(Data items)
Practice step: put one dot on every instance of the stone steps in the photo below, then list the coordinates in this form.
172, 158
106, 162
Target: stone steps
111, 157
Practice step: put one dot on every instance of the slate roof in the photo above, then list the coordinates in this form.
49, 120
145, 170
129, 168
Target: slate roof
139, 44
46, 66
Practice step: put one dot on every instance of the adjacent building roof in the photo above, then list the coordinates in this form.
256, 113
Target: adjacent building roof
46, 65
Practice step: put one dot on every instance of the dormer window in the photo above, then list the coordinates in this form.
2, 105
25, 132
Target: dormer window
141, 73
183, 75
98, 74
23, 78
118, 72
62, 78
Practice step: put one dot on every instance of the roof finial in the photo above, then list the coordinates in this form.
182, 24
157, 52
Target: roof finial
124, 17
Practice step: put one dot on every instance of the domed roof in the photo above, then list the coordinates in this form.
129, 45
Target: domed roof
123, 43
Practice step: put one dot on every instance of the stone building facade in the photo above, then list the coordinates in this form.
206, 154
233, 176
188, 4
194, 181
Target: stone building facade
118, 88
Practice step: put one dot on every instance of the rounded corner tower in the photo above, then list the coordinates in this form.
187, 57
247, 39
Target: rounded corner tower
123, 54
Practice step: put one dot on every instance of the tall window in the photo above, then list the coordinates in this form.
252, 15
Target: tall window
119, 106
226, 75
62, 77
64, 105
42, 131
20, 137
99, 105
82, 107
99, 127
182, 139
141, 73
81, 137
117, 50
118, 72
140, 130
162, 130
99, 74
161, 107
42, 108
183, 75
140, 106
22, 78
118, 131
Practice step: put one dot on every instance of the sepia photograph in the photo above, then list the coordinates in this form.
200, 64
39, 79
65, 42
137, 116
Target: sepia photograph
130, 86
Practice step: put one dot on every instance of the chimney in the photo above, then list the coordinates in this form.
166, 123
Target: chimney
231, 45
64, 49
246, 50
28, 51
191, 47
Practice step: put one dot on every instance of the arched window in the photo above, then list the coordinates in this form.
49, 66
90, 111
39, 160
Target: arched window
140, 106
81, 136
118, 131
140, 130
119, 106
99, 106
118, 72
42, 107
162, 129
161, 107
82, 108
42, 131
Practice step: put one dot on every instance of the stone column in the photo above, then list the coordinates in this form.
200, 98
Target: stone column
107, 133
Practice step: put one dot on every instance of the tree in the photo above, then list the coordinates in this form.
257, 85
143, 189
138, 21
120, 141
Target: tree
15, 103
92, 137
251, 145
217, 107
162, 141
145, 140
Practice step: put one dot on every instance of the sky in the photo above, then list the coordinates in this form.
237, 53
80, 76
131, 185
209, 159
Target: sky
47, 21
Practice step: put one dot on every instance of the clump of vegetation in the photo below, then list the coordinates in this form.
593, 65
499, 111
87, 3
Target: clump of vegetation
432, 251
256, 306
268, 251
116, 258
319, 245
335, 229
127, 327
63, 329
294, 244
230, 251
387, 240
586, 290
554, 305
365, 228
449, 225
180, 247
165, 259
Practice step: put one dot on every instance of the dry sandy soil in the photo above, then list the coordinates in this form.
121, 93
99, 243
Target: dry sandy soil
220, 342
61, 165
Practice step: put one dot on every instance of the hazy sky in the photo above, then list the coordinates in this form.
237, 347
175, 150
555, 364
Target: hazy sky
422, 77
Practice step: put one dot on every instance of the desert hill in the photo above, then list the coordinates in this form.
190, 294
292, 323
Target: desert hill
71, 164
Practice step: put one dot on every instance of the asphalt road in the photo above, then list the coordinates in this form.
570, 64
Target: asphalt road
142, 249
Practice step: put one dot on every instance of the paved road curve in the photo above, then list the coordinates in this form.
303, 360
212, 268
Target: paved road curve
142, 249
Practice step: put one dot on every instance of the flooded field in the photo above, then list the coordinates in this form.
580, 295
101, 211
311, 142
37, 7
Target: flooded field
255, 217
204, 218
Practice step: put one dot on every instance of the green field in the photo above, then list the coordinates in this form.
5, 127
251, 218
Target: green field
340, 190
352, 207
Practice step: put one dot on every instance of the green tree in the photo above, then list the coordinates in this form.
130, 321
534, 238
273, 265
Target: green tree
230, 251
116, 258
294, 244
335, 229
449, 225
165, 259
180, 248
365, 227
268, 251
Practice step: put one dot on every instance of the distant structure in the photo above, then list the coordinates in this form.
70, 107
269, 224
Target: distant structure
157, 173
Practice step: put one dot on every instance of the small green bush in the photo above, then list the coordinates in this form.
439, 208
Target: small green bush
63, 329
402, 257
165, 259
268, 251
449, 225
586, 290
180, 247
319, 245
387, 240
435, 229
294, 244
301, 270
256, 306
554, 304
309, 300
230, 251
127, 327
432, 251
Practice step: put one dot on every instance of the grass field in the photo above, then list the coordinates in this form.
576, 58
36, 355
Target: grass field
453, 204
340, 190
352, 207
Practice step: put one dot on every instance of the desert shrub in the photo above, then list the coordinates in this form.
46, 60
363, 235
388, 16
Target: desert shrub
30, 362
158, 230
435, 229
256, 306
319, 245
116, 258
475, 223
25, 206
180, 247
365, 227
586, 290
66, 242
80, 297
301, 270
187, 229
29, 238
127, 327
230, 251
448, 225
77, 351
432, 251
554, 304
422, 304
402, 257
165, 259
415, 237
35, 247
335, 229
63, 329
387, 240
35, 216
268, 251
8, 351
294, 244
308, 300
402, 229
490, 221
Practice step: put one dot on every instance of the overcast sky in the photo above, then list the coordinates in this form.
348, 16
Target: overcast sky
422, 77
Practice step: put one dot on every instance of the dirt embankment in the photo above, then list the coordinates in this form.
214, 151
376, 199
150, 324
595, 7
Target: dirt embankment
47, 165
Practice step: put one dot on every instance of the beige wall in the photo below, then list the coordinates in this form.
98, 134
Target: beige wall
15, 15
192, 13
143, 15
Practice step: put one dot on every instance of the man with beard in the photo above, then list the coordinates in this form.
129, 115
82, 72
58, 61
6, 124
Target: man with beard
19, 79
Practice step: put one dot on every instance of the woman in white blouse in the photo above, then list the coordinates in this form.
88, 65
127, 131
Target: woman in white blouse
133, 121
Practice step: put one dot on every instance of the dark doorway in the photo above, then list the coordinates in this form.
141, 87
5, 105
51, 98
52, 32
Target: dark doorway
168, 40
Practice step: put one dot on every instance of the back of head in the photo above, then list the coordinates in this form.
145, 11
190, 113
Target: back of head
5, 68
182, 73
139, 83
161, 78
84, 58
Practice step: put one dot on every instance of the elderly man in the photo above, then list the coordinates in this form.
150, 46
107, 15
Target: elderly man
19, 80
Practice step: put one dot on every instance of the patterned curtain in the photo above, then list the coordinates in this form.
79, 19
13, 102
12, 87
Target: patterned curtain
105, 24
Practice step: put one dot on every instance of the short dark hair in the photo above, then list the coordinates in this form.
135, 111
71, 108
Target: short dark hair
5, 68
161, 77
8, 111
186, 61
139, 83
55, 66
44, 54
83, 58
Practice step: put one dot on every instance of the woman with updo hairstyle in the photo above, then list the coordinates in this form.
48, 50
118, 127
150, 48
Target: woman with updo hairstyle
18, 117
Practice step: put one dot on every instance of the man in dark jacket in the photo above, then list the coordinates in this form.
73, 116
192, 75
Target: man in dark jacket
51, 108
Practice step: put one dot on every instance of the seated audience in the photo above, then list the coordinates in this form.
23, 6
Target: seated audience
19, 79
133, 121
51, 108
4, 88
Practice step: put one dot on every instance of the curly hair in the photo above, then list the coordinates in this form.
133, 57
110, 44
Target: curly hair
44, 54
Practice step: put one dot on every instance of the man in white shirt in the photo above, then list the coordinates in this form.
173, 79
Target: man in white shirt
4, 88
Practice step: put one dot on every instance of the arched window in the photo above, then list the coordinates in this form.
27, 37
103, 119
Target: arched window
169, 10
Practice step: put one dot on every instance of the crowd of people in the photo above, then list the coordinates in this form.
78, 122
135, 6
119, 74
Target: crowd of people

# PROBLEM TO WORK ON:
Among the records, find every line holding the word "people" and copy it.

# SOLUTION TO THIS EXERCISE:
Practice step: put one dot on every instance of the crowd of people in the photo above, then list the coordinates in this form.
Target: crowd of people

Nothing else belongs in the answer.